Directions for this task. Down to the last character, repeat the data that follows.

Records for the exercise.
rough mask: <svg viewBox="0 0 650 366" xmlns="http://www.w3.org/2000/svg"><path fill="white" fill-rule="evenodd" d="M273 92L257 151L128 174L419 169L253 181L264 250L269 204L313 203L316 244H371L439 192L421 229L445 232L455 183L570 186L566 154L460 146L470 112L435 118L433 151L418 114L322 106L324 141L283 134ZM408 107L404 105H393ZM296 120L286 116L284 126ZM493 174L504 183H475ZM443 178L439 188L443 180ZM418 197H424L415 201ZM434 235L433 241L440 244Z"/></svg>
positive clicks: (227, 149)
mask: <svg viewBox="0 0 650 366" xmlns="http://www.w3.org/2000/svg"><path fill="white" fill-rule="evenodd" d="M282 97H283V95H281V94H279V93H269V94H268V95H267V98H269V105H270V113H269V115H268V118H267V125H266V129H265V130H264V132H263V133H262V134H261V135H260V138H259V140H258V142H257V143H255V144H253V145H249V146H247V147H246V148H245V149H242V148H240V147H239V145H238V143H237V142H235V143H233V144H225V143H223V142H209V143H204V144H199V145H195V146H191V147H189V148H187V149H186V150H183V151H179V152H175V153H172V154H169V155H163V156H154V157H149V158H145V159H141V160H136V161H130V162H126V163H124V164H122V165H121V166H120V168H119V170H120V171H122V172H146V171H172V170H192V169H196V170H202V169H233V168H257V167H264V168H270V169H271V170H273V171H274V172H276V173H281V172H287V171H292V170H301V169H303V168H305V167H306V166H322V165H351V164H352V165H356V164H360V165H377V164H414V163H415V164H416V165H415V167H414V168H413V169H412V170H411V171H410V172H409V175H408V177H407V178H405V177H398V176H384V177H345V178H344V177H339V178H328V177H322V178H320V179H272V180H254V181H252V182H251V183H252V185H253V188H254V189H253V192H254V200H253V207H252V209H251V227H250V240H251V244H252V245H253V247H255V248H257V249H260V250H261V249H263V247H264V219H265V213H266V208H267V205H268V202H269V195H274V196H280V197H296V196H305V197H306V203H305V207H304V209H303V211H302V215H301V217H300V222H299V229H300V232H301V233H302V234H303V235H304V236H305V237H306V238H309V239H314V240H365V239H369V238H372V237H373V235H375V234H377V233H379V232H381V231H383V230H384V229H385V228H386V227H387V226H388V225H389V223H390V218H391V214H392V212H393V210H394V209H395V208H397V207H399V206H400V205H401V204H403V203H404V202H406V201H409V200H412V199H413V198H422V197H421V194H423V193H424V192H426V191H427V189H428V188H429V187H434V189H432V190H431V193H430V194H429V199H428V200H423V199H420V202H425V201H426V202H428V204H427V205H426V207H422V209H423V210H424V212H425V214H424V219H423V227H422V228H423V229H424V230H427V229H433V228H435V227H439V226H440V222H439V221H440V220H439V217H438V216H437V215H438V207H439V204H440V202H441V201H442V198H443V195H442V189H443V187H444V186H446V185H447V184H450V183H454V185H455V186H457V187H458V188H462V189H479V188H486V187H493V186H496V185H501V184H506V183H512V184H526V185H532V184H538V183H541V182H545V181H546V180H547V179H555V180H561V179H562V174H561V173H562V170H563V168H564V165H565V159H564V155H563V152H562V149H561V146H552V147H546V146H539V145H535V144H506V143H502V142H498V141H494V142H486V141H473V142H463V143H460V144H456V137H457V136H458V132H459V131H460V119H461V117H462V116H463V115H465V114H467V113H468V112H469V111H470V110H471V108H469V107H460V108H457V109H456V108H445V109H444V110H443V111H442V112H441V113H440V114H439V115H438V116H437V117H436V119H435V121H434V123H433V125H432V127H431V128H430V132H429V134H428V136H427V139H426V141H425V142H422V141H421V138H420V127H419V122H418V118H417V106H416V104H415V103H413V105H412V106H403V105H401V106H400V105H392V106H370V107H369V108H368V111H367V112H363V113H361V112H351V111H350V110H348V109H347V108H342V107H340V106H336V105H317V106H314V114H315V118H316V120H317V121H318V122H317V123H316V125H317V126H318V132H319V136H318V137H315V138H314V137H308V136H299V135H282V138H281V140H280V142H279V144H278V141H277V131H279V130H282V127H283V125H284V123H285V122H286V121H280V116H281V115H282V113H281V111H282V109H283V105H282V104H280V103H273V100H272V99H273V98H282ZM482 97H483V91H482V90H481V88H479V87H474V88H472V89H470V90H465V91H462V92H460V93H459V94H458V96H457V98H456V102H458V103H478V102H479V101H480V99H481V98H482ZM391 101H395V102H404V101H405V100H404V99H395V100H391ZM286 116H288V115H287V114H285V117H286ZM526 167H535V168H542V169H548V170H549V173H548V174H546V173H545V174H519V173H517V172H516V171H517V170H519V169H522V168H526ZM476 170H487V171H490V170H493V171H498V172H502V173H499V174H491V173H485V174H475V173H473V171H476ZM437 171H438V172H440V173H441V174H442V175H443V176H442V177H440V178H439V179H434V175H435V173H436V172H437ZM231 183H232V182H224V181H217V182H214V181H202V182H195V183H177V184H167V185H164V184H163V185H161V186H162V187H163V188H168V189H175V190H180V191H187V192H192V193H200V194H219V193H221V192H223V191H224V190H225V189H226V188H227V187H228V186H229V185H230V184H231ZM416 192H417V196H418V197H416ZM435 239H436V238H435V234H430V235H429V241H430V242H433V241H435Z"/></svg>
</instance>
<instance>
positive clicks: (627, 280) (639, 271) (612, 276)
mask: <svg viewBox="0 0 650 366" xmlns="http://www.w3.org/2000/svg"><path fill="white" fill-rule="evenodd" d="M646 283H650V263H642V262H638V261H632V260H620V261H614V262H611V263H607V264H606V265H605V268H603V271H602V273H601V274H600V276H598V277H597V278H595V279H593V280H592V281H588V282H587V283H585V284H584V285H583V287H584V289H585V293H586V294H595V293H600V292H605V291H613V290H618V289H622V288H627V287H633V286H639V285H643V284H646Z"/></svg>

Problem solution.
rough mask: <svg viewBox="0 0 650 366" xmlns="http://www.w3.org/2000/svg"><path fill="white" fill-rule="evenodd" d="M273 92L257 151L128 174L419 169L253 181L264 250L269 204L313 203L316 244H371L439 192L421 229L445 232L455 183L570 186L566 154L460 146L470 112L435 118L433 151L418 114L322 106L324 141L283 134ZM408 107L404 105H393ZM296 120L286 116L284 126ZM493 174L504 183H475ZM443 178L439 188L443 180ZM418 197H424L415 201ZM434 235L433 241L440 244Z"/></svg>
positive clicks: (227, 149)
mask: <svg viewBox="0 0 650 366" xmlns="http://www.w3.org/2000/svg"><path fill="white" fill-rule="evenodd" d="M282 97H283V95H281V94H279V93H269V94H268V95H267V98H269V105H270V113H269V115H268V118H267V125H266V129H265V130H264V132H263V133H262V134H261V135H260V138H259V140H258V142H257V143H255V144H253V145H249V146H247V147H246V148H245V149H242V148H240V147H239V145H238V143H237V142H235V143H233V144H225V143H223V142H209V143H204V144H199V145H195V146H191V147H189V148H187V149H186V150H183V151H179V152H175V153H172V154H169V155H163V156H154V157H149V158H145V159H141V160H136V161H130V162H126V163H124V164H122V165H121V166H120V168H119V170H120V171H122V172H146V171H172V170H192V169H196V170H202V169H233V168H257V167H264V168H270V169H271V170H273V171H274V172H276V173H281V172H287V171H292V170H301V169H303V168H305V167H306V166H322V165H351V164H352V165H356V164H360V165H377V164H414V163H415V164H416V165H415V167H414V168H413V169H412V170H411V171H410V172H409V175H408V177H407V178H405V177H398V176H384V177H345V178H344V177H339V178H328V177H322V178H320V179H272V180H254V181H252V182H251V183H252V185H253V188H254V189H253V192H254V200H253V207H252V209H251V227H250V240H251V244H252V245H253V247H255V248H257V249H260V250H261V249H263V247H264V219H265V213H266V208H267V205H268V202H269V195H274V196H280V197H296V196H305V197H306V203H305V207H304V209H303V211H302V215H301V217H300V222H299V229H300V232H301V233H302V234H303V235H304V236H305V237H306V238H309V239H314V240H365V239H369V238H372V237H373V235H375V234H377V233H379V232H381V231H383V230H384V229H385V228H386V227H387V226H388V225H389V223H390V218H391V214H392V212H393V210H394V209H395V208H397V207H399V206H400V205H401V204H403V203H404V202H406V201H409V200H412V199H413V198H422V197H421V194H423V193H424V192H426V191H427V189H428V188H429V187H434V189H432V190H431V193H430V194H429V199H428V200H423V199H420V202H425V201H426V202H428V204H427V205H426V207H422V209H423V210H424V212H425V214H424V219H423V227H422V228H423V229H424V230H427V229H433V228H435V227H439V226H440V222H439V221H440V220H439V217H438V216H437V215H438V207H439V204H440V202H441V201H442V198H443V195H442V189H443V187H444V186H446V185H447V184H450V183H454V185H455V186H457V187H458V188H462V189H479V188H486V187H493V186H496V185H501V184H506V183H512V184H526V185H532V184H538V183H541V182H545V181H546V180H547V179H555V180H561V179H562V174H561V173H562V170H563V168H564V165H565V159H564V155H563V152H562V149H561V146H552V147H546V146H539V145H535V144H506V143H502V142H498V141H494V142H486V141H473V142H463V143H460V144H456V137H457V136H458V132H459V131H460V119H461V117H462V116H463V115H465V114H467V113H468V112H469V111H470V110H471V108H469V107H460V108H457V109H456V108H445V109H444V110H443V111H442V112H441V113H440V114H439V115H438V116H437V117H436V119H435V121H434V123H433V125H432V127H431V128H430V132H429V134H428V136H427V139H426V141H425V142H422V141H421V138H420V127H419V122H418V118H417V106H416V104H415V103H413V105H412V106H403V105H401V106H400V105H392V106H370V107H369V108H368V111H367V112H363V113H361V112H351V111H350V110H348V109H347V108H342V107H340V106H336V105H317V106H314V114H315V118H316V120H317V121H318V122H317V123H316V125H317V126H318V132H319V136H318V137H315V138H314V137H308V136H299V135H282V138H281V140H280V142H279V144H278V141H277V131H279V130H282V127H283V125H284V123H285V122H286V121H280V116H281V115H282V113H281V111H282V109H283V105H282V104H280V103H273V100H272V99H273V98H282ZM482 97H483V91H482V90H481V88H479V87H474V88H472V89H470V90H465V91H462V92H460V93H459V94H458V96H457V98H456V102H458V103H478V102H479V101H480V99H481V98H482ZM391 101H395V102H404V101H405V100H404V99H395V100H391ZM286 116H288V115H287V114H285V117H286ZM526 167H535V168H542V169H548V170H549V173H548V174H546V173H545V174H519V173H517V172H516V171H517V170H519V169H522V168H526ZM476 170H487V171H490V170H493V171H498V172H502V173H499V174H491V173H485V174H475V173H473V171H476ZM437 171H438V172H440V173H441V174H442V175H443V176H442V177H440V178H439V179H434V175H435V173H436V172H437ZM231 183H232V182H224V181H217V182H214V181H202V182H195V183H177V184H167V185H164V184H163V185H161V186H162V187H163V188H168V189H175V190H180V191H187V192H192V193H200V194H219V193H221V192H223V191H224V190H225V189H226V188H227V187H228V186H229V185H230V184H231ZM416 192H417V196H418V197H416ZM435 239H436V238H435V234H430V235H429V241H430V242H433V241H435Z"/></svg>
</instance>
<instance>
positive clicks: (627, 280) (639, 271) (612, 276)
mask: <svg viewBox="0 0 650 366" xmlns="http://www.w3.org/2000/svg"><path fill="white" fill-rule="evenodd" d="M646 283H650V263H642V262H638V261H632V260H620V261H614V262H611V263H607V264H606V265H605V268H603V271H602V273H601V274H600V276H598V277H597V278H595V279H593V280H592V281H588V282H587V283H585V284H584V285H583V287H584V289H585V293H586V294H595V293H600V292H605V291H613V290H618V289H622V288H627V287H633V286H639V285H643V284H646Z"/></svg>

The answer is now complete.